--- Provided information ---
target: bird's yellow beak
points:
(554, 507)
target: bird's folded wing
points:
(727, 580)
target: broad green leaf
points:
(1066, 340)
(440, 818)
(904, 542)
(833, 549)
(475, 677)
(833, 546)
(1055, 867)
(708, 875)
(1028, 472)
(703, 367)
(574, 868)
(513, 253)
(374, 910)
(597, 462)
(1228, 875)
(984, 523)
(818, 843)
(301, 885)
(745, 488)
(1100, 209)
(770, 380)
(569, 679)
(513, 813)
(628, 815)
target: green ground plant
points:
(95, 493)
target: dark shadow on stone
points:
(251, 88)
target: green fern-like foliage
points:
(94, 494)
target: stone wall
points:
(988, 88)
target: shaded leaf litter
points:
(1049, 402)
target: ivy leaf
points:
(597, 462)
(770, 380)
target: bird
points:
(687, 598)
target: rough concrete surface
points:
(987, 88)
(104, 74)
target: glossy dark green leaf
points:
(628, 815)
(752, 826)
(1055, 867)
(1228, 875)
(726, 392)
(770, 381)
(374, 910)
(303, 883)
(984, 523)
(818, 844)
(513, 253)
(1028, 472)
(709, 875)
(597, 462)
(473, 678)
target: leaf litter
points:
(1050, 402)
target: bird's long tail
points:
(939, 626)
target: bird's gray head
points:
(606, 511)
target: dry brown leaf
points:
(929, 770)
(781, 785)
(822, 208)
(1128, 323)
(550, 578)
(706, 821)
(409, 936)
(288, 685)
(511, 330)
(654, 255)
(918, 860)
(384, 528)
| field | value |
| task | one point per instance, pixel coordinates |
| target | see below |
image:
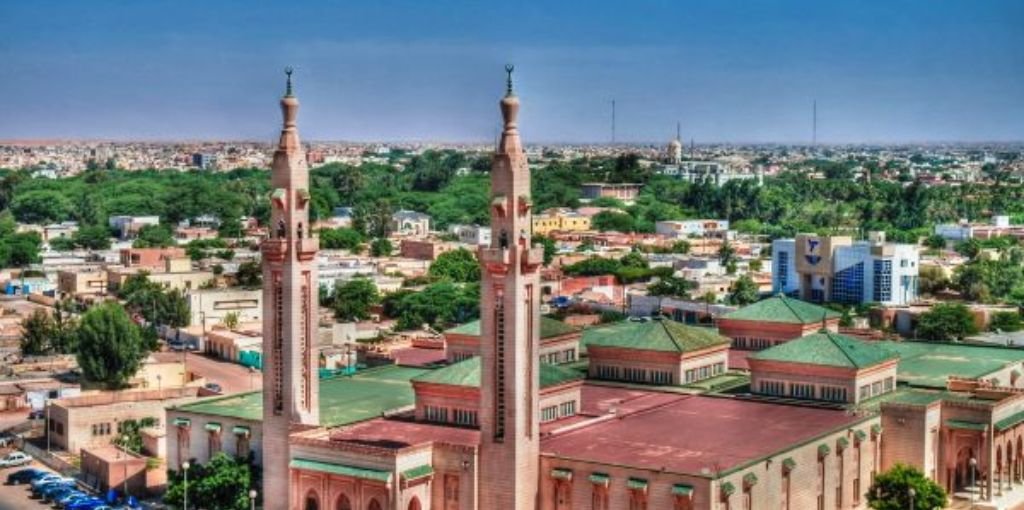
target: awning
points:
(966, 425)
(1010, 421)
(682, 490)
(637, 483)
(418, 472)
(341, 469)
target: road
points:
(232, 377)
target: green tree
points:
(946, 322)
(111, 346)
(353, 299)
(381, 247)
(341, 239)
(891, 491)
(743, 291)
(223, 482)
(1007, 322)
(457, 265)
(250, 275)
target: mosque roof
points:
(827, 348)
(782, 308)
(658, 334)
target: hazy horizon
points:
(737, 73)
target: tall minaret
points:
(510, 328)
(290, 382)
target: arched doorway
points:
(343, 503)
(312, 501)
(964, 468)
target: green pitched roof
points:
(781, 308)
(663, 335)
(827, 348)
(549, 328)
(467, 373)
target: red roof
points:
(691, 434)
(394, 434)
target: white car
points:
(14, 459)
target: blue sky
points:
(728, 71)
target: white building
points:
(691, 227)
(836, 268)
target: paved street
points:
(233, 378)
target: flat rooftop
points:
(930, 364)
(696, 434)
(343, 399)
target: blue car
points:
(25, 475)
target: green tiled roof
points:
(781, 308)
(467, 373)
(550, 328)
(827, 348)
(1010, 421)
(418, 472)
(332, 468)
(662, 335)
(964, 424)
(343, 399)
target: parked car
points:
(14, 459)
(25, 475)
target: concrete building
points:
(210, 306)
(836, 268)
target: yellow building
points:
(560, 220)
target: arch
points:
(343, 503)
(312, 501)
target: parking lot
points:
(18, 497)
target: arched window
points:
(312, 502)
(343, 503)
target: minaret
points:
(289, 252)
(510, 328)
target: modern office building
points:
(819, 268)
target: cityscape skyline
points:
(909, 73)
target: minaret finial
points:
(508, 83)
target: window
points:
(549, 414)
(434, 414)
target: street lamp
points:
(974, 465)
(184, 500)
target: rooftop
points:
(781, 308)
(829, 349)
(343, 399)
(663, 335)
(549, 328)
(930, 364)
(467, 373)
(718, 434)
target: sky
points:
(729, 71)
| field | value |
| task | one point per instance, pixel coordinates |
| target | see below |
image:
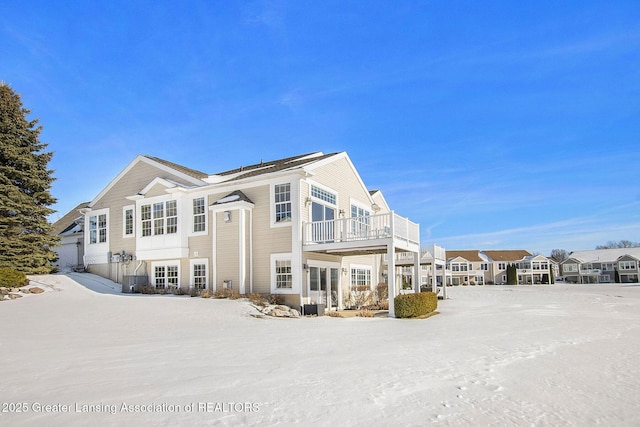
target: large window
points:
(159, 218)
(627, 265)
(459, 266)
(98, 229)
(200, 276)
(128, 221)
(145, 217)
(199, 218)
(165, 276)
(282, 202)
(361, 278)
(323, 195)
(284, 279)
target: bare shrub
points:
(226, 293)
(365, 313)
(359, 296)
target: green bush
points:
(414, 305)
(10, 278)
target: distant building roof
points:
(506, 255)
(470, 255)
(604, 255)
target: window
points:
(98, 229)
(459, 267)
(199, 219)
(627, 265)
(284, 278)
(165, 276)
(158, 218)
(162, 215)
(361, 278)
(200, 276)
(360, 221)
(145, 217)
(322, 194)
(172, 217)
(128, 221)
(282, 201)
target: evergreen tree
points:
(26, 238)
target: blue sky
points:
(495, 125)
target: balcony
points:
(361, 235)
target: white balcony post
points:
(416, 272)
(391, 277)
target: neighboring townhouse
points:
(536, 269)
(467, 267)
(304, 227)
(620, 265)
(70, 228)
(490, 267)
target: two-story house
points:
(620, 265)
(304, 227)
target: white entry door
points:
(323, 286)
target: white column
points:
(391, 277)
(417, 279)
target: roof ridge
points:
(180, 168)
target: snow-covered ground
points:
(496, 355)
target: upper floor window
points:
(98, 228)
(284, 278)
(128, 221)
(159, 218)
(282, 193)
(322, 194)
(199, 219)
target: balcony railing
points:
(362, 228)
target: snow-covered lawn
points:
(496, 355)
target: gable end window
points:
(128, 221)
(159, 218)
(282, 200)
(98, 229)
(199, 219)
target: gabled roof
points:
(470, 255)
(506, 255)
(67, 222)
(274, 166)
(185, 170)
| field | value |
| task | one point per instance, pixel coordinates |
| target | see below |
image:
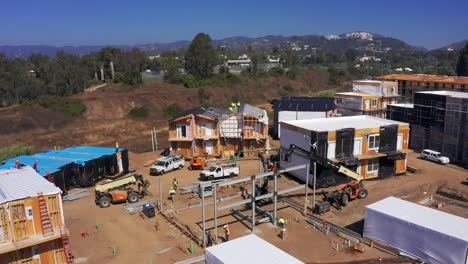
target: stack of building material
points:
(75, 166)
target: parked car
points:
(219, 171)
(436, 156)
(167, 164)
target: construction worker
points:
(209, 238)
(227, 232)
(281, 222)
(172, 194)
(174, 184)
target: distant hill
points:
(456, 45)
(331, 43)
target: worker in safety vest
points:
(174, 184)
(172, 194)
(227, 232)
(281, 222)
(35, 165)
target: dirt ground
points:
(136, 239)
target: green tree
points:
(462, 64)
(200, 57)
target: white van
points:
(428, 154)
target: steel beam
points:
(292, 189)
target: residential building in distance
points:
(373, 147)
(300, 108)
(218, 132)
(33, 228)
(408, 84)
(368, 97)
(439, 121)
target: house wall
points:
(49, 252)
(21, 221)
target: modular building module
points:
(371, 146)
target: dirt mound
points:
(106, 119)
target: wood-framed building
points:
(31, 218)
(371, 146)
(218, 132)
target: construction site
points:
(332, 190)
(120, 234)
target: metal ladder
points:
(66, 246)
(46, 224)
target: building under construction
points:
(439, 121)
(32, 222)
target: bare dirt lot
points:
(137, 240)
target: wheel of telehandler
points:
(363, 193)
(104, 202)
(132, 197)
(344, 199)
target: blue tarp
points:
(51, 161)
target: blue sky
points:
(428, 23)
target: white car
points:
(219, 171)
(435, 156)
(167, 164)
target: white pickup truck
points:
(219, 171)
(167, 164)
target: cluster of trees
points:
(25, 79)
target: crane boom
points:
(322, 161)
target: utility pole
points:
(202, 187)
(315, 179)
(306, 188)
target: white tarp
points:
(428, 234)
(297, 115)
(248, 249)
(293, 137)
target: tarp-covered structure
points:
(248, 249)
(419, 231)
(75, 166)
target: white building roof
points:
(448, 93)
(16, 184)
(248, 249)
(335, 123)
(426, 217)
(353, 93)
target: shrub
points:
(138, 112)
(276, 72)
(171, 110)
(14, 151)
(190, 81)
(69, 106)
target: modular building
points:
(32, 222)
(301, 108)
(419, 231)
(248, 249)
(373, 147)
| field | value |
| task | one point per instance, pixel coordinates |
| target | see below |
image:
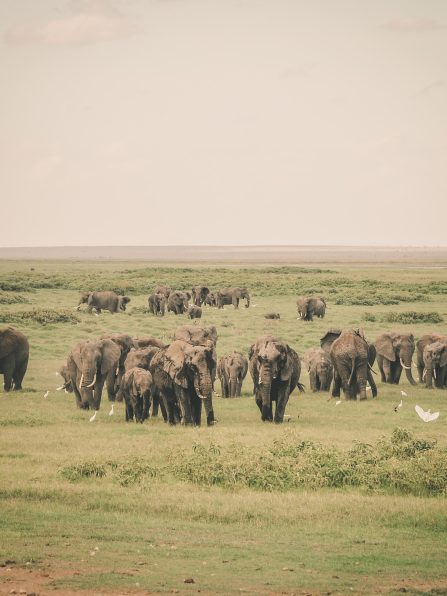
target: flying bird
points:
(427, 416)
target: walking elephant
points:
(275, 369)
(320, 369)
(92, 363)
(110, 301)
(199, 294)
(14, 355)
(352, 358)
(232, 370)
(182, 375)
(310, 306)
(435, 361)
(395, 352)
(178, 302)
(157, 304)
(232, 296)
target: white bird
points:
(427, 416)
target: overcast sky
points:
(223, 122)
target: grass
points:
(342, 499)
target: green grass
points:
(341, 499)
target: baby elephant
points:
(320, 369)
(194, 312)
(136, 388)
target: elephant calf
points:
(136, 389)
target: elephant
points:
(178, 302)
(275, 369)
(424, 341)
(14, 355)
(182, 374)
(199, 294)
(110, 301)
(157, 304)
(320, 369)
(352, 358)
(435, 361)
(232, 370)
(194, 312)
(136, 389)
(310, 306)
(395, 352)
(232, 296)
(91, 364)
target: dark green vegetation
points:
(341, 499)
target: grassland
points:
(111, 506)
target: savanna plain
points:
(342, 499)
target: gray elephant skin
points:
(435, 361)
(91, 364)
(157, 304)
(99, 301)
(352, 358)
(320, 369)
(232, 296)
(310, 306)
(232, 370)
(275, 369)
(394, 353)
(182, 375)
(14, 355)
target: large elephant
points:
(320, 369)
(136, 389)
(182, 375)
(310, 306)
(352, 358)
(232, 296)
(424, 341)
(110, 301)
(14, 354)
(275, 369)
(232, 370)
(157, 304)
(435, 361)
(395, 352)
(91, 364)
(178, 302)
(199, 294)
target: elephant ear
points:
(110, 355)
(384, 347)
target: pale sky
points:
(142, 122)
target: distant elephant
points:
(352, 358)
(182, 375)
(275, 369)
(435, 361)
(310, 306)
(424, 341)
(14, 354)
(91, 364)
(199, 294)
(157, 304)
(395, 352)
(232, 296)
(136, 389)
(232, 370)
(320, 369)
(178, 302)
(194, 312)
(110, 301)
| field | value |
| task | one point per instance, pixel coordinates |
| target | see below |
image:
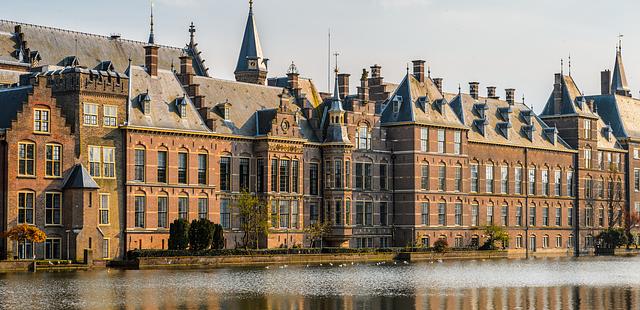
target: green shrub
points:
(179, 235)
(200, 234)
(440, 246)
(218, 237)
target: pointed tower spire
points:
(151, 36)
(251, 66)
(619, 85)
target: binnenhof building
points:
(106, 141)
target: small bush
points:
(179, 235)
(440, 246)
---
■ Exercise:
Copy exactly, please, the lines that run from the line holding "target: elephant ear" through the closing line of the material above, omitting every picture.

■ Solution for this task:
target: elephant ear
points:
(110, 355)
(384, 347)
target: pale sky
points:
(142, 122)
target: distant elephant
points:
(352, 358)
(182, 375)
(275, 369)
(435, 361)
(310, 306)
(424, 341)
(14, 354)
(91, 364)
(199, 294)
(157, 304)
(395, 352)
(232, 296)
(136, 389)
(232, 370)
(320, 369)
(178, 302)
(194, 312)
(110, 301)
| field | value |
| task | one point per instance, pixel coordinates |
| target | see below |
image:
target: green shrub
points:
(179, 235)
(200, 234)
(440, 246)
(218, 237)
target: pointed tower spire
points:
(151, 36)
(251, 66)
(619, 85)
target: binnenhof building
points:
(106, 141)
target: small bush
points:
(179, 235)
(440, 246)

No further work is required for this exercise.